**REQUIREMENT**
Rewrite every line of the entries below as a numbered list, omitting blank lines. Leave the pictures out of your answer.

Segmentation dataset entries:
## Start
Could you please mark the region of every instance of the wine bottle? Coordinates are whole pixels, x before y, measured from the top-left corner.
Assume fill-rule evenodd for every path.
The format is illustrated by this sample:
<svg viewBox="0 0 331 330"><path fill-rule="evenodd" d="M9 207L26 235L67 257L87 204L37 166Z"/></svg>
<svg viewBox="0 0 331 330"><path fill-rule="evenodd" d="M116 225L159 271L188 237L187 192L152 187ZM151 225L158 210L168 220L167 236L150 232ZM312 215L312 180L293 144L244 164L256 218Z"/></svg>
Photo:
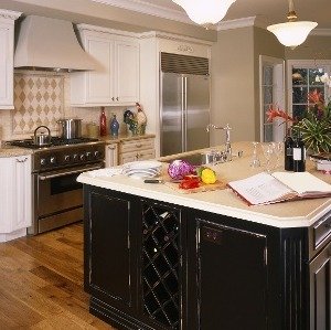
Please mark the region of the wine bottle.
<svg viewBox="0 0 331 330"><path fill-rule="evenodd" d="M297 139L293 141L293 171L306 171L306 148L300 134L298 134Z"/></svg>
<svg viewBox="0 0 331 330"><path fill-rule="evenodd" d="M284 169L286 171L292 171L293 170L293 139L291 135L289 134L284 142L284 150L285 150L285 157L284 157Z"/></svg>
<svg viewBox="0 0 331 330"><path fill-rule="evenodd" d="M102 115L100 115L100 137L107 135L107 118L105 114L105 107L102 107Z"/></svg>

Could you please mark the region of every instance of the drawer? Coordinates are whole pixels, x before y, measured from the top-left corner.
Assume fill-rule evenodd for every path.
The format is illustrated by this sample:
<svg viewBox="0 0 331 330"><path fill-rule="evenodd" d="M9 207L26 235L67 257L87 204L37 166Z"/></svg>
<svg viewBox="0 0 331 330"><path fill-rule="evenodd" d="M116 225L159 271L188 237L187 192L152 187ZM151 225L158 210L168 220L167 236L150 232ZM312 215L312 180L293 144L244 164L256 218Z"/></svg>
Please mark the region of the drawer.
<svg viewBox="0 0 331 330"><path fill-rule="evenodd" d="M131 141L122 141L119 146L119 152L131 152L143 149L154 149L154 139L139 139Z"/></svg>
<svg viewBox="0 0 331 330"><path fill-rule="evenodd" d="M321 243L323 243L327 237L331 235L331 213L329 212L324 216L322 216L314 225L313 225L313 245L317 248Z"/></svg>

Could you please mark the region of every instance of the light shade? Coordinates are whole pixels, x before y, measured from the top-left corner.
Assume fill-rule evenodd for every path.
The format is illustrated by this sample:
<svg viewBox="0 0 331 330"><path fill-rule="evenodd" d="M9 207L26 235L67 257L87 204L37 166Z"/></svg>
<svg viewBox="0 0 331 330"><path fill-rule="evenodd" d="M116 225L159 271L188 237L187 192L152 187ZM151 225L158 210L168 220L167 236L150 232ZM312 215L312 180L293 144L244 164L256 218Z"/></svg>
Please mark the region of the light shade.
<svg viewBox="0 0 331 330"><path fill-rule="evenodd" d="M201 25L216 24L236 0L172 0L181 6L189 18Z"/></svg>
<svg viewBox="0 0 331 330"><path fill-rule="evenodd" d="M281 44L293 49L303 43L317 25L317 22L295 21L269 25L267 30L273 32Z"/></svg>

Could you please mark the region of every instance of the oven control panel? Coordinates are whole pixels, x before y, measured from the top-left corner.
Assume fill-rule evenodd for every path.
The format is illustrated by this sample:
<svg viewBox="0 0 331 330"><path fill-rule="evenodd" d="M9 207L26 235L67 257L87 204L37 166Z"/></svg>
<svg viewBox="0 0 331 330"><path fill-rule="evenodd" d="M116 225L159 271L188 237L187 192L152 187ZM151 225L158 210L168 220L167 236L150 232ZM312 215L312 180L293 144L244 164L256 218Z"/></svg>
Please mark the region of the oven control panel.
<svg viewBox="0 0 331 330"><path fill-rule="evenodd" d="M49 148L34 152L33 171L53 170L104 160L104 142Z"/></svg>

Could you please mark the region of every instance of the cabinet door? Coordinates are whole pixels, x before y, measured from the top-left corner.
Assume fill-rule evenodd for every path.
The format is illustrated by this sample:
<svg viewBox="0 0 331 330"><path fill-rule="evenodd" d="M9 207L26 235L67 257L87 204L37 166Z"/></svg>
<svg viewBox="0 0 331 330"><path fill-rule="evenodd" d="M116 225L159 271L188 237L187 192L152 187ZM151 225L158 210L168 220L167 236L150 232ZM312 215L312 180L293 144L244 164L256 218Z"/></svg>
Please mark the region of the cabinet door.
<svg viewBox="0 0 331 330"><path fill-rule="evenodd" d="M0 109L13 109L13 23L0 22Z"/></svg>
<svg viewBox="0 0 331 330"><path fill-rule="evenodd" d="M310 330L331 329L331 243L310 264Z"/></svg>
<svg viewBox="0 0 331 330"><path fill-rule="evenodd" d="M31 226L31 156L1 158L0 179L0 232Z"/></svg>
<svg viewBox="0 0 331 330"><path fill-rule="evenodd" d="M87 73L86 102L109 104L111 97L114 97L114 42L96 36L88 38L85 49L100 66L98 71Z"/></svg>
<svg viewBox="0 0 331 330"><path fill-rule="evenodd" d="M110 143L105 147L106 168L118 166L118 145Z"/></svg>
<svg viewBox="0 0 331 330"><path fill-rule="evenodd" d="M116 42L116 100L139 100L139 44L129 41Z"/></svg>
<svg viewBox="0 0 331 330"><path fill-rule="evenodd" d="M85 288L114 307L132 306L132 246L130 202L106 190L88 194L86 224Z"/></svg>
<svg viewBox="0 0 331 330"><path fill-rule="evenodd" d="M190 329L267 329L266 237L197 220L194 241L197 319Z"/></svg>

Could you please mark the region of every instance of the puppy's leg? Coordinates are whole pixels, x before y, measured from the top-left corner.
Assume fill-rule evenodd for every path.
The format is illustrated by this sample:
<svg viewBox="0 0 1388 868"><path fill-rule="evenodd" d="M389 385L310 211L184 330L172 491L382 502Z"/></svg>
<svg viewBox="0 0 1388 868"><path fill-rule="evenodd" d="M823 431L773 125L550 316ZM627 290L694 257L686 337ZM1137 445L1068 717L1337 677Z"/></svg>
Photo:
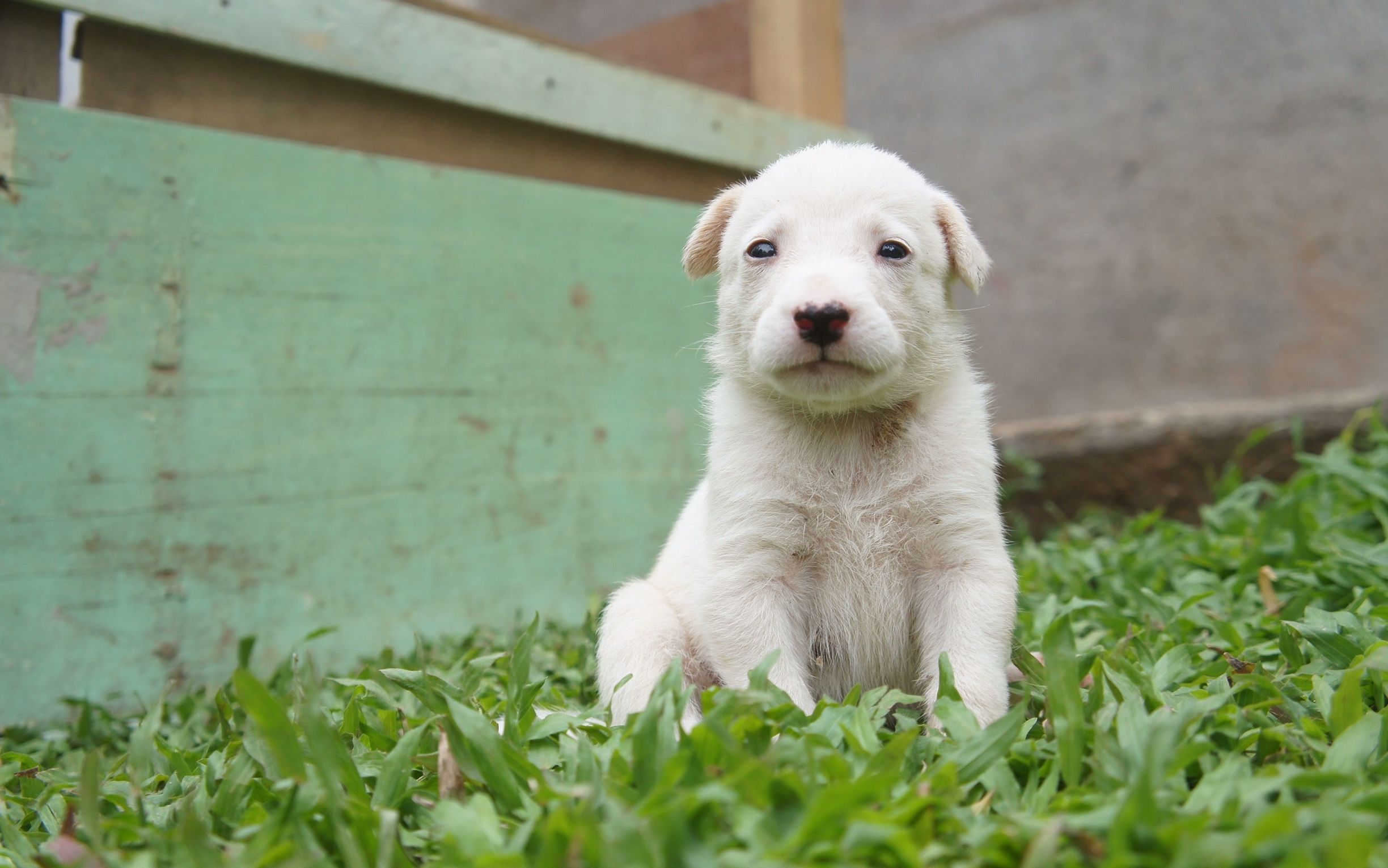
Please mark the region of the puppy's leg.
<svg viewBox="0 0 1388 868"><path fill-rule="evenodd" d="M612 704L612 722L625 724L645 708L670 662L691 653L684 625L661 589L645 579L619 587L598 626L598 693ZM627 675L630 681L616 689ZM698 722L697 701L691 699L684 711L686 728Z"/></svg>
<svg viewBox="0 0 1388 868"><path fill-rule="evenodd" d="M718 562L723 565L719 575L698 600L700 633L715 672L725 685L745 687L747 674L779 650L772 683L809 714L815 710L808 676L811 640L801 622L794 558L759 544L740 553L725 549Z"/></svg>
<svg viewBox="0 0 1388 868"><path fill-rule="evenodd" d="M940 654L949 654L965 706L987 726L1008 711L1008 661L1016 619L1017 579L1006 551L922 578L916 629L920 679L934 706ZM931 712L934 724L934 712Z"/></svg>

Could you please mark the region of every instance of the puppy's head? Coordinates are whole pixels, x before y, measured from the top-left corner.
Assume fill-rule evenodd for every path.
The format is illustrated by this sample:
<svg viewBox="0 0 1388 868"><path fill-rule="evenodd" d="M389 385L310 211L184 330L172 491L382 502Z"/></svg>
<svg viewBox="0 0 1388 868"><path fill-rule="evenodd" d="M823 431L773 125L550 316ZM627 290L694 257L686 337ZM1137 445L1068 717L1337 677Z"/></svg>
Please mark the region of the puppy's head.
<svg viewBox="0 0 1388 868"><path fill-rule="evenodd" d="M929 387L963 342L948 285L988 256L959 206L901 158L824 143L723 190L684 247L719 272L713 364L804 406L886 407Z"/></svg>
## End
**EXPECTED OUTPUT**
1. Could you please mark the region of every instance of the wine bottle? Coordinates are whole pixels, x before y, measured from the top-left corner.
2. Assume fill-rule evenodd for every path.
3. The format is illustrated by this sample:
4. <svg viewBox="0 0 331 330"><path fill-rule="evenodd" d="M9 207L26 235L67 257L87 204L37 166Z"/></svg>
5. <svg viewBox="0 0 331 330"><path fill-rule="evenodd" d="M116 225L159 271L188 237L187 192L152 187ZM151 225L158 210L168 220L167 236L150 232ZM312 215L312 180L293 144L244 164L256 218Z"/></svg>
6. Photo:
7. Please mark the region of the wine bottle.
8. <svg viewBox="0 0 331 330"><path fill-rule="evenodd" d="M297 139L293 141L293 171L306 171L306 148L300 134L298 134Z"/></svg>
9. <svg viewBox="0 0 331 330"><path fill-rule="evenodd" d="M284 169L286 171L292 171L293 170L293 139L291 135L289 134L284 142L284 150L285 150L285 157L284 157Z"/></svg>
10. <svg viewBox="0 0 331 330"><path fill-rule="evenodd" d="M102 115L100 115L100 137L107 135L107 118L105 114L105 107L102 107Z"/></svg>
11. Could you please mark the region of every instance of the drawer? Coordinates are whole pixels, x before y, measured from the top-left corner.
12. Assume fill-rule evenodd for every path.
13. The format is illustrated by this sample:
14. <svg viewBox="0 0 331 330"><path fill-rule="evenodd" d="M9 207L26 235L67 257L87 204L37 166Z"/></svg>
15. <svg viewBox="0 0 331 330"><path fill-rule="evenodd" d="M116 225L159 271L188 237L187 192L152 187ZM151 225L158 210L168 220L167 236L150 232ZM312 215L312 180L293 144L244 164L256 218Z"/></svg>
16. Please mark the region of the drawer.
17. <svg viewBox="0 0 331 330"><path fill-rule="evenodd" d="M131 141L122 141L119 146L119 152L131 152L143 149L154 149L154 139L139 139Z"/></svg>
18. <svg viewBox="0 0 331 330"><path fill-rule="evenodd" d="M321 243L323 243L327 237L331 235L331 213L329 212L324 216L322 216L314 225L313 225L313 245L317 248Z"/></svg>
19. Could you please mark the region of every instance of the light shade? Coordinates are whole pixels, x before y, measured from the top-left corner.
20. Assume fill-rule evenodd for every path.
21. The format is illustrated by this sample:
22. <svg viewBox="0 0 331 330"><path fill-rule="evenodd" d="M9 207L26 235L67 257L87 204L37 166Z"/></svg>
23. <svg viewBox="0 0 331 330"><path fill-rule="evenodd" d="M116 225L159 271L188 237L187 192L152 187ZM151 225L158 210L168 220L167 236L150 232ZM312 215L312 180L293 144L244 164L256 218Z"/></svg>
24. Please mark the region of the light shade.
25. <svg viewBox="0 0 331 330"><path fill-rule="evenodd" d="M201 25L216 24L236 0L172 0L181 6L189 18Z"/></svg>
26. <svg viewBox="0 0 331 330"><path fill-rule="evenodd" d="M281 44L293 49L303 43L317 25L317 22L295 21L269 25L267 30L273 32Z"/></svg>
27. Could you please mark the region of every instance of the oven control panel? Coordinates are whole pixels, x before y, measured from the top-left corner.
28. Assume fill-rule evenodd for every path.
29. The format is illustrated by this sample:
30. <svg viewBox="0 0 331 330"><path fill-rule="evenodd" d="M9 207L26 235L67 257L87 204L37 166Z"/></svg>
31. <svg viewBox="0 0 331 330"><path fill-rule="evenodd" d="M116 225L159 271L188 237L187 192L152 187ZM151 225L158 210L168 220L167 236L150 232ZM312 215L312 180L293 144L244 164L256 218Z"/></svg>
32. Please mark the region of the oven control panel.
33. <svg viewBox="0 0 331 330"><path fill-rule="evenodd" d="M49 148L34 152L33 171L53 170L104 160L104 142Z"/></svg>
34. Could you please mark the region of every instance of the cabinet door? Coordinates are whole pixels, x before y, measured from the top-left corner.
35. Assume fill-rule evenodd for every path.
36. The format is illustrated by this sample:
37. <svg viewBox="0 0 331 330"><path fill-rule="evenodd" d="M9 207L26 235L67 257L87 204L37 166Z"/></svg>
38. <svg viewBox="0 0 331 330"><path fill-rule="evenodd" d="M116 225L159 271L188 237L187 192L152 187ZM151 225L158 210L168 220L167 236L150 232ZM312 215L312 180L293 144L244 164L256 218Z"/></svg>
39. Please mark the region of the cabinet door.
40. <svg viewBox="0 0 331 330"><path fill-rule="evenodd" d="M0 109L13 109L13 23L0 22Z"/></svg>
41. <svg viewBox="0 0 331 330"><path fill-rule="evenodd" d="M310 330L331 329L331 243L310 264Z"/></svg>
42. <svg viewBox="0 0 331 330"><path fill-rule="evenodd" d="M31 226L31 156L1 158L0 179L0 232Z"/></svg>
43. <svg viewBox="0 0 331 330"><path fill-rule="evenodd" d="M87 73L86 102L109 104L111 97L114 97L114 42L96 36L88 38L85 49L100 66L98 71Z"/></svg>
44. <svg viewBox="0 0 331 330"><path fill-rule="evenodd" d="M110 143L105 147L106 168L118 166L118 145Z"/></svg>
45. <svg viewBox="0 0 331 330"><path fill-rule="evenodd" d="M116 42L116 100L139 100L139 44L129 41Z"/></svg>
46. <svg viewBox="0 0 331 330"><path fill-rule="evenodd" d="M85 288L114 307L132 306L132 246L130 202L106 190L88 194L86 224Z"/></svg>
47. <svg viewBox="0 0 331 330"><path fill-rule="evenodd" d="M190 329L267 329L266 237L197 220L194 241L197 319Z"/></svg>
48. Could you please mark the region of every instance of the puppy's leg? Coordinates are whole pixels, x before y, measured from the top-left corner.
49. Assume fill-rule evenodd for every path.
50. The format is illustrated by this sample:
51. <svg viewBox="0 0 1388 868"><path fill-rule="evenodd" d="M389 385L310 211L184 330L172 491L382 502Z"/></svg>
52. <svg viewBox="0 0 1388 868"><path fill-rule="evenodd" d="M823 431L773 125L550 316ZM627 290L694 257L686 337ZM1137 445L1068 717L1337 677Z"/></svg>
53. Photo:
54. Please mark the region of the puppy's leg.
55. <svg viewBox="0 0 1388 868"><path fill-rule="evenodd" d="M612 704L612 722L625 724L645 708L670 662L691 653L684 625L661 589L645 579L619 587L598 626L598 693ZM627 675L630 681L616 689ZM698 722L697 701L691 699L684 711L686 728Z"/></svg>
56. <svg viewBox="0 0 1388 868"><path fill-rule="evenodd" d="M718 562L723 565L719 575L698 600L700 633L715 672L725 685L745 687L747 674L779 650L772 683L809 714L815 710L808 676L811 640L801 622L794 558L759 544L740 553L725 549Z"/></svg>
57. <svg viewBox="0 0 1388 868"><path fill-rule="evenodd" d="M940 654L949 654L965 706L987 726L1008 711L1008 661L1016 619L1017 579L1006 551L922 578L916 629L920 679L934 706ZM931 712L934 724L934 712Z"/></svg>
58. Could you please mark the region of every instance of the puppy's head? Coordinates are whole pixels, x before y, measured from the top-left corner.
59. Assume fill-rule evenodd for every path.
60. The format is illustrated by this sample:
61. <svg viewBox="0 0 1388 868"><path fill-rule="evenodd" d="M389 385L310 211L184 330L172 491L382 502Z"/></svg>
62. <svg viewBox="0 0 1388 868"><path fill-rule="evenodd" d="M823 431L773 125L550 316ZM627 290L694 257L686 337ZM1137 445L1068 717L1337 677Z"/></svg>
63. Please mark the region of the puppy's head.
64. <svg viewBox="0 0 1388 868"><path fill-rule="evenodd" d="M929 387L963 342L948 285L988 256L959 206L901 158L824 143L723 190L684 247L719 272L713 364L804 406L886 407Z"/></svg>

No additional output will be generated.